= PROMPT =
Quote the lines below exactly, from the one that holds "Place one point on every instance of the leaded" through the final line of the records, and only those.

= EXERCISE MATERIAL =
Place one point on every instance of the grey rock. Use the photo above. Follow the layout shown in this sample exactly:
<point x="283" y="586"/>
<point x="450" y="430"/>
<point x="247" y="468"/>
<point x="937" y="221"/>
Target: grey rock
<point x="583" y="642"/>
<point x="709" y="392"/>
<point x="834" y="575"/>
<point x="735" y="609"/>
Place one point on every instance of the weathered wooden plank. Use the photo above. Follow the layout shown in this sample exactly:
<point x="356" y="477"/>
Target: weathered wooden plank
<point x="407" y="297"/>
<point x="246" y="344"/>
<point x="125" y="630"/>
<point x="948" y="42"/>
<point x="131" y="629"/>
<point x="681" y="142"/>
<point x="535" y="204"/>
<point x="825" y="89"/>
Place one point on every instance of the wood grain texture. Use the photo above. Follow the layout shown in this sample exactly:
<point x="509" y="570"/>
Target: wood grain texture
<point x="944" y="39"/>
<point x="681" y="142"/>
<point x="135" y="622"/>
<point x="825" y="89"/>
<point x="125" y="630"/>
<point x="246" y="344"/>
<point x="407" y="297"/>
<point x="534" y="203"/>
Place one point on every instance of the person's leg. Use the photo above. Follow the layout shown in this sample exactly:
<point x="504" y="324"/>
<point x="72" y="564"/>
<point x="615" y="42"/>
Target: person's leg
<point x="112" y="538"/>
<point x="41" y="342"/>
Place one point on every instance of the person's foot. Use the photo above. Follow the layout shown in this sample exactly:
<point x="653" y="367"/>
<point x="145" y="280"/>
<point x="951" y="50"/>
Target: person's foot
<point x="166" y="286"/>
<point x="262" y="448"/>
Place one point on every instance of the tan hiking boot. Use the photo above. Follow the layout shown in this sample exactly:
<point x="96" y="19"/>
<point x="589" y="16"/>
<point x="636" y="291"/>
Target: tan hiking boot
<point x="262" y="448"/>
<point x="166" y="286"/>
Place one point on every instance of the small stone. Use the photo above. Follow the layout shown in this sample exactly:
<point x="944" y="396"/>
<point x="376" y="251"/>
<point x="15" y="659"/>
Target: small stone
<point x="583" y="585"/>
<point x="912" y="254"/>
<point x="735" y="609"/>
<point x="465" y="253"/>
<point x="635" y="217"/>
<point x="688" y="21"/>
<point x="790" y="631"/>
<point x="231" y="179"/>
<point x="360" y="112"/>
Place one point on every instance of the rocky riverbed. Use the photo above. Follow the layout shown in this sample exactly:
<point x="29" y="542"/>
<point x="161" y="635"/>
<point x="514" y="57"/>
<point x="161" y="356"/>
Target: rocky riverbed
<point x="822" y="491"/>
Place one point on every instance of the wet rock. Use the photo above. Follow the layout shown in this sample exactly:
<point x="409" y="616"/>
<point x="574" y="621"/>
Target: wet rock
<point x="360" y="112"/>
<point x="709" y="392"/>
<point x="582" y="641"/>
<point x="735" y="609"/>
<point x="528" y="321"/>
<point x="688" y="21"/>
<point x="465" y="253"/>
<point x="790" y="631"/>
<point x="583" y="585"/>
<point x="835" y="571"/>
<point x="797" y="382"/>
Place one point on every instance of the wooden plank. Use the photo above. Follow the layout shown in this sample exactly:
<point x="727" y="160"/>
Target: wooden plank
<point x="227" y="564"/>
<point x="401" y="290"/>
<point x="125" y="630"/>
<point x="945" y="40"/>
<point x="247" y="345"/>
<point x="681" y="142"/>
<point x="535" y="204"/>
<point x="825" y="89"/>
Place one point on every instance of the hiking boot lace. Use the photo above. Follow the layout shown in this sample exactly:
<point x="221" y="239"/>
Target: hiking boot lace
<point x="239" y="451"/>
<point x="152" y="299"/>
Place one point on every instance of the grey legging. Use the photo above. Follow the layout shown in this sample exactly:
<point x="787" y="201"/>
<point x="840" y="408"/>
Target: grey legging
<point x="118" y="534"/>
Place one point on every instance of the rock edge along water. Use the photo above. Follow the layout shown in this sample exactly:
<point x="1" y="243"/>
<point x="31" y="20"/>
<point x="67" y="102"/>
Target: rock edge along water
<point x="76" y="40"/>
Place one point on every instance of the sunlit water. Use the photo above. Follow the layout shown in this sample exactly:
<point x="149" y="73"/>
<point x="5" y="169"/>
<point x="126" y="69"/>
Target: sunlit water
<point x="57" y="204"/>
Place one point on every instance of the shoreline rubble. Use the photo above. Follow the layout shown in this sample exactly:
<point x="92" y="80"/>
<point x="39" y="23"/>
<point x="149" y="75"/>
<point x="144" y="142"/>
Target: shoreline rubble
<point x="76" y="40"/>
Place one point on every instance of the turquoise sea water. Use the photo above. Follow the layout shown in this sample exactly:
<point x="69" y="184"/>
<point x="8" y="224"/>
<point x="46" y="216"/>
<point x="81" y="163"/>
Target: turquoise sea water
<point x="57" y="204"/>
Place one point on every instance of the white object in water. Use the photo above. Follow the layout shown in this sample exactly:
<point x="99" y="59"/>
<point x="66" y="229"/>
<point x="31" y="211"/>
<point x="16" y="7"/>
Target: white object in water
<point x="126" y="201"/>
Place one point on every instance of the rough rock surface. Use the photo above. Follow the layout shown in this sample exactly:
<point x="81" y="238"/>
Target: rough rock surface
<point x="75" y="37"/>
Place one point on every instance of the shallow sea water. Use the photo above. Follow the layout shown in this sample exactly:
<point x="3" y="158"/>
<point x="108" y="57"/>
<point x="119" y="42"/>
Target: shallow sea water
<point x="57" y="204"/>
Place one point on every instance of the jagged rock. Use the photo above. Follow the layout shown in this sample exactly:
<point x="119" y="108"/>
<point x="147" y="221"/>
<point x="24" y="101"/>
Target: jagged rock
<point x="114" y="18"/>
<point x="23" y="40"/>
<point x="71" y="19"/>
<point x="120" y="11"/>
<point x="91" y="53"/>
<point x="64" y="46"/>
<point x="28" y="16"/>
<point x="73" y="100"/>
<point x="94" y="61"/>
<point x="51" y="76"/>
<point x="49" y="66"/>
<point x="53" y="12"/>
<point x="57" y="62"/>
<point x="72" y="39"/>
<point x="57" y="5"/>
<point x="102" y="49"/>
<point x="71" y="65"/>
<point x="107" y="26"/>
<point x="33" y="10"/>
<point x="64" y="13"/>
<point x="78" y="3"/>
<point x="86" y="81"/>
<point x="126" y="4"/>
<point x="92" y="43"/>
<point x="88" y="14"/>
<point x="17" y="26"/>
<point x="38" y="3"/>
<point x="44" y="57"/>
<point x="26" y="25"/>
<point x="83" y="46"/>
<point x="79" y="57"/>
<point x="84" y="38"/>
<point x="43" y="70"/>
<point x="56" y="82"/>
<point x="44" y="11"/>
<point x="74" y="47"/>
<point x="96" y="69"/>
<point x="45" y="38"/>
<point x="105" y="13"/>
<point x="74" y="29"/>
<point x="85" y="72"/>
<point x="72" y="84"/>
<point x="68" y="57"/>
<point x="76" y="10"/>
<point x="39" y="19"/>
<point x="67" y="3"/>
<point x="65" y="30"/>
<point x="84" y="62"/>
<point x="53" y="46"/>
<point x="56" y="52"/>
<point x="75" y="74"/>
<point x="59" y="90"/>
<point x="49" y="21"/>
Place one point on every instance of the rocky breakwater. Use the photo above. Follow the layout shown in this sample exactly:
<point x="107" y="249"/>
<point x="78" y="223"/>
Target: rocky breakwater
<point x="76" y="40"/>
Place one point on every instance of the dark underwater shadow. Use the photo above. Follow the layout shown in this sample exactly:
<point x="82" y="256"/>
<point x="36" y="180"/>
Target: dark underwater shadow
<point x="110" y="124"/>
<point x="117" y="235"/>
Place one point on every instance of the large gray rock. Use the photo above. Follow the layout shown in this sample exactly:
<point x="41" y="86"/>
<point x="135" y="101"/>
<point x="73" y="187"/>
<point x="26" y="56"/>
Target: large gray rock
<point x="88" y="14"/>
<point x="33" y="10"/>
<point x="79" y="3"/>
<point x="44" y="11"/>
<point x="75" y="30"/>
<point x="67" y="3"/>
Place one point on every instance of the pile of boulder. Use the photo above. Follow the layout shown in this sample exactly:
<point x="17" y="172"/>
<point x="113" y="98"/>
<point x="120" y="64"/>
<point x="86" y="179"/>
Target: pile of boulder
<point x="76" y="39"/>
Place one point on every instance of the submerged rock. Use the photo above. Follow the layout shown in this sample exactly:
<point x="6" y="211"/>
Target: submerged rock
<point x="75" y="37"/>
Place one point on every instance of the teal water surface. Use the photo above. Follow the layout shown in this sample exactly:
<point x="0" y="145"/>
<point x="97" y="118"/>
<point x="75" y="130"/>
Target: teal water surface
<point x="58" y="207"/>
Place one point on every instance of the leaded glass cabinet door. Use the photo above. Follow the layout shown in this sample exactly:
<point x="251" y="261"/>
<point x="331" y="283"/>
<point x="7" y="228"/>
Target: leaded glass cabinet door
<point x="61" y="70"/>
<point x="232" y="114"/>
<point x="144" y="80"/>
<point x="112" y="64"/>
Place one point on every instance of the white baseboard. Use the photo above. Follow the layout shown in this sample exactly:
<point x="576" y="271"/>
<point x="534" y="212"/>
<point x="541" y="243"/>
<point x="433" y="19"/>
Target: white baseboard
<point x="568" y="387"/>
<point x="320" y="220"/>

= RESPONSE TO THE TASK =
Place one point on every instance of the leaded glass cabinet door. Use the photo above. Follow the layout shown in this sample exactly:
<point x="251" y="261"/>
<point x="331" y="283"/>
<point x="7" y="228"/>
Target: leaded glass cabinet door
<point x="61" y="70"/>
<point x="232" y="114"/>
<point x="144" y="80"/>
<point x="112" y="64"/>
Place one point on every instance of the white baseboard. Use the photo above. Follow the layout shown in this sample exactly:
<point x="576" y="271"/>
<point x="534" y="212"/>
<point x="541" y="243"/>
<point x="433" y="19"/>
Target: white baseboard
<point x="568" y="387"/>
<point x="320" y="220"/>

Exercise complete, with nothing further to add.